# Your objective
Can you copy the entries word for word, starting with the line that contains "Please provide the mask of every instance of the green" and going on through the last line of the entries below?

# Data lines
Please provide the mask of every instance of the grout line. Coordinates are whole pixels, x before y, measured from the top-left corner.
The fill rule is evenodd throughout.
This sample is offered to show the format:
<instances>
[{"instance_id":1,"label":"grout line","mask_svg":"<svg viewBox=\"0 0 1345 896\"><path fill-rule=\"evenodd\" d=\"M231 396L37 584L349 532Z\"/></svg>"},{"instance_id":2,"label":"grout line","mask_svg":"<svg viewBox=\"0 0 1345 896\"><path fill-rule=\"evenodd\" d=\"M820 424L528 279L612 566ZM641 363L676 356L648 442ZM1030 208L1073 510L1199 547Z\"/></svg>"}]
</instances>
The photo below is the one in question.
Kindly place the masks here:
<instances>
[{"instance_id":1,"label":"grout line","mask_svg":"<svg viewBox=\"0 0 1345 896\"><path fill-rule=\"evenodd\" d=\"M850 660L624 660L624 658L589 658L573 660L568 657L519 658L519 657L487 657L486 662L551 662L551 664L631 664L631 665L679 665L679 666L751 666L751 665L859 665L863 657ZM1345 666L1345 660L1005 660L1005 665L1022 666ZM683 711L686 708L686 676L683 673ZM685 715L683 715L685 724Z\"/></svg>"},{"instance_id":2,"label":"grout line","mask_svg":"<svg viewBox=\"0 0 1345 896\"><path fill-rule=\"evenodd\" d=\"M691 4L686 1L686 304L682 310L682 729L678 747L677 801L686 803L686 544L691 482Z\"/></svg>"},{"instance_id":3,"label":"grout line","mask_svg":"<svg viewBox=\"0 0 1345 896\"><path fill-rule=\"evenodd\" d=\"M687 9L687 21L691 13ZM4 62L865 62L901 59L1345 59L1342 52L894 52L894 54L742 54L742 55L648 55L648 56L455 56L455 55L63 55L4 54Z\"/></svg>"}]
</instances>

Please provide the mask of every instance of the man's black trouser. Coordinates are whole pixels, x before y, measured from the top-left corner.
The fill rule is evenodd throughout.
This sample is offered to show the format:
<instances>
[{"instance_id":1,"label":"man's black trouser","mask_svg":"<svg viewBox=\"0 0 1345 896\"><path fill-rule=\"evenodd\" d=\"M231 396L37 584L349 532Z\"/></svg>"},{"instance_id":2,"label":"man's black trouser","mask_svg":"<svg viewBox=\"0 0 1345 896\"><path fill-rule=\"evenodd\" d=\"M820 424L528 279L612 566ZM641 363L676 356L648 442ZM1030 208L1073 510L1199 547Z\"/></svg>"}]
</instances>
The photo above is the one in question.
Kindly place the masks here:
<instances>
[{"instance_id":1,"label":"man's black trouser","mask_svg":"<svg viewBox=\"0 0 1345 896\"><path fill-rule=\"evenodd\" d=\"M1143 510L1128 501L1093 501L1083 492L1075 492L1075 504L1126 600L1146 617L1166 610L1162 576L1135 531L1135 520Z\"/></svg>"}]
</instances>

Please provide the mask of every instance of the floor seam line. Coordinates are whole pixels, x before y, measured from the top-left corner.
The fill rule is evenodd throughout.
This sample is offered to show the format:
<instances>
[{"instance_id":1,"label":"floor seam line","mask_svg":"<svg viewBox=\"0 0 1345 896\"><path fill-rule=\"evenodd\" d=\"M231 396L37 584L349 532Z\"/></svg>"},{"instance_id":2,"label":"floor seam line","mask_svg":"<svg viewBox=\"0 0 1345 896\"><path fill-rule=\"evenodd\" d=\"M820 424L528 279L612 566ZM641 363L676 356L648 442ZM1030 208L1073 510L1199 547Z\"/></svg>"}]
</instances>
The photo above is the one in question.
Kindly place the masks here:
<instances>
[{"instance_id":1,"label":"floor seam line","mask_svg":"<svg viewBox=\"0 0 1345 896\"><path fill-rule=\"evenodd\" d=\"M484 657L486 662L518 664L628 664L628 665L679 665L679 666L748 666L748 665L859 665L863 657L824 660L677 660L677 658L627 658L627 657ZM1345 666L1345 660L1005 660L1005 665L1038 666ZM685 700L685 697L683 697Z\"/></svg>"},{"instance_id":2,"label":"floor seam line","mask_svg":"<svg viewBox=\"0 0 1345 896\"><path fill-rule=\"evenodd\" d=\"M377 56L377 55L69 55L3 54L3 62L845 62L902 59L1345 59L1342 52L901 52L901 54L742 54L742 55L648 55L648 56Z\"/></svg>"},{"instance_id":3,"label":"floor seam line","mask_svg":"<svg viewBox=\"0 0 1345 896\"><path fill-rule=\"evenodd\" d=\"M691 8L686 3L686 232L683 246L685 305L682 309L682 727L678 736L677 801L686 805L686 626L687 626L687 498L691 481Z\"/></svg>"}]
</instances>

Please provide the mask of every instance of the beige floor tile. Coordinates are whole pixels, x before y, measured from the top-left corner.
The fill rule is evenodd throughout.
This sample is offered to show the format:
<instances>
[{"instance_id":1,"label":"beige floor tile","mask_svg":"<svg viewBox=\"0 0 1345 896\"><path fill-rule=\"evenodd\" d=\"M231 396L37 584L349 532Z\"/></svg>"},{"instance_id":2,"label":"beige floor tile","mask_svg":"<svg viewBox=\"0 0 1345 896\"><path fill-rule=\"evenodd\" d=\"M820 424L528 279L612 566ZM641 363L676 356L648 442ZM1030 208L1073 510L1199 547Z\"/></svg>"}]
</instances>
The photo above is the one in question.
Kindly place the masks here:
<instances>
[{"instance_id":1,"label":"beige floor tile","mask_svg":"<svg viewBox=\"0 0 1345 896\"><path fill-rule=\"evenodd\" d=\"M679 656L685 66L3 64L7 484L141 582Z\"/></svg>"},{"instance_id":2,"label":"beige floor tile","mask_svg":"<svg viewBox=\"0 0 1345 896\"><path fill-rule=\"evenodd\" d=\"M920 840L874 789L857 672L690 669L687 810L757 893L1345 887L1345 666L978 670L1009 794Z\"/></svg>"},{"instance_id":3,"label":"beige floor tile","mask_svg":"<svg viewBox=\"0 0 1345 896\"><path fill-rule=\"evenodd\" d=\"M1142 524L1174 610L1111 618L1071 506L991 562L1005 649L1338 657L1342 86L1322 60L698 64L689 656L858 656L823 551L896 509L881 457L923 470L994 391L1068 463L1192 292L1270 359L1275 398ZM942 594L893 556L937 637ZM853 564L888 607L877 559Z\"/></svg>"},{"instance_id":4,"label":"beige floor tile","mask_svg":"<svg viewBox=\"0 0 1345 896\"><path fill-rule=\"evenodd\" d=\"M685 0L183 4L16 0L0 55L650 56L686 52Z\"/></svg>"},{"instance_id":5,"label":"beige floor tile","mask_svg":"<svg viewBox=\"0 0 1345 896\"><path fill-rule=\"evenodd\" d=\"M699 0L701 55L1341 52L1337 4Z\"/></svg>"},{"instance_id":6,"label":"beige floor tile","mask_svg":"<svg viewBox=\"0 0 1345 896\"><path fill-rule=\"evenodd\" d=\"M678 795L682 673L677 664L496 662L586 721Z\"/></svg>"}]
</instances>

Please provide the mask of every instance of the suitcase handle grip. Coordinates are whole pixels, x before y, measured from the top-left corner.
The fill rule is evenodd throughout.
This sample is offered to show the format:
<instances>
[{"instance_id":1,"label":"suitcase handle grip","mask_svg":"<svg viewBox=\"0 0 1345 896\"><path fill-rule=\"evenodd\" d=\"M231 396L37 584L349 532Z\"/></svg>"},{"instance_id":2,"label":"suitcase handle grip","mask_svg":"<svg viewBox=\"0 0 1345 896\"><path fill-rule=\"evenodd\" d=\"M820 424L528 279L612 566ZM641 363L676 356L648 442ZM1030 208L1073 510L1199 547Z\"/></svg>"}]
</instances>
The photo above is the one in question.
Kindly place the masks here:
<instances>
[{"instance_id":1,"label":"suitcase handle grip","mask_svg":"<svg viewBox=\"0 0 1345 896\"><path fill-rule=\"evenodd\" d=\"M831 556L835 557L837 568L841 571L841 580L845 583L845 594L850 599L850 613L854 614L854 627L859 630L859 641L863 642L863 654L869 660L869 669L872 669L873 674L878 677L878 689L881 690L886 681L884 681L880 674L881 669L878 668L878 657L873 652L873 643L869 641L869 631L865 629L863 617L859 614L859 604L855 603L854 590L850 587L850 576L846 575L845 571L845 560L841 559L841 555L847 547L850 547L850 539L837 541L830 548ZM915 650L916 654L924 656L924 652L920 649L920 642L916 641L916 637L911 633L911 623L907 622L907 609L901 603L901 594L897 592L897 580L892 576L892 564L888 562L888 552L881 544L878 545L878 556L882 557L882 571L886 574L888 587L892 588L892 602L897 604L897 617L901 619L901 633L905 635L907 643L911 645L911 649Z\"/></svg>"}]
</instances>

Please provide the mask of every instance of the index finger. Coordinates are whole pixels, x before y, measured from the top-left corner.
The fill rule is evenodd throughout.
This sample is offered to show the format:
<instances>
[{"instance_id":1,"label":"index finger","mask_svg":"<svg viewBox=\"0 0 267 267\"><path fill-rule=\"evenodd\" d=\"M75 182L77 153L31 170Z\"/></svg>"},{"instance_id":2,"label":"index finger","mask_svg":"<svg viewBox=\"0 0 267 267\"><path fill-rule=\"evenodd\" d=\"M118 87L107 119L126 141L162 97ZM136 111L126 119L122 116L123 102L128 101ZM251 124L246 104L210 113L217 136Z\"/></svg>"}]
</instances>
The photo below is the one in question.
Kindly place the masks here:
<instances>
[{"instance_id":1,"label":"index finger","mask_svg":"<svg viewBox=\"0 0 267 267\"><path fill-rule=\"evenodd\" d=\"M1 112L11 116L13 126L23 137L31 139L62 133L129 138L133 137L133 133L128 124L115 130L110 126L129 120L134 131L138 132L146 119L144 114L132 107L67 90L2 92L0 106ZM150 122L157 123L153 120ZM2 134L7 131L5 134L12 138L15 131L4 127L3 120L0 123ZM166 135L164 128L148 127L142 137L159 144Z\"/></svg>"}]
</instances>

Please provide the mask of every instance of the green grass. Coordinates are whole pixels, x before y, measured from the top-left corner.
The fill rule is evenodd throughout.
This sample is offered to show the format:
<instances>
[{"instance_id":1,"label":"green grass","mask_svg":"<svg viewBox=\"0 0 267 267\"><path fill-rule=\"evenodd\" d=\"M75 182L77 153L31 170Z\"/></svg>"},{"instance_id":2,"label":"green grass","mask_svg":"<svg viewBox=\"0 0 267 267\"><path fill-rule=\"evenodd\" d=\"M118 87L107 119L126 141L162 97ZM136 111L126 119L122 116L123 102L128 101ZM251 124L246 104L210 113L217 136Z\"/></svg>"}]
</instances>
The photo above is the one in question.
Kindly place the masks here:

# Solution to the problem
Please provide the mask of every instance of the green grass. Coordinates are whole pixels, x before y, measured from the top-left corner.
The fill rule is evenodd throughout.
This sample is offered to show the format:
<instances>
[{"instance_id":1,"label":"green grass","mask_svg":"<svg viewBox=\"0 0 267 267\"><path fill-rule=\"evenodd\" d=\"M75 182L77 153L31 170Z\"/></svg>"},{"instance_id":2,"label":"green grass","mask_svg":"<svg viewBox=\"0 0 267 267\"><path fill-rule=\"evenodd\" d=\"M118 87L107 119L126 141L162 97ZM136 111L126 119L122 116L123 102L128 101ZM251 124L246 104L210 113L217 136Z\"/></svg>"}]
</instances>
The photo above is the one in question.
Kindly place the masks here:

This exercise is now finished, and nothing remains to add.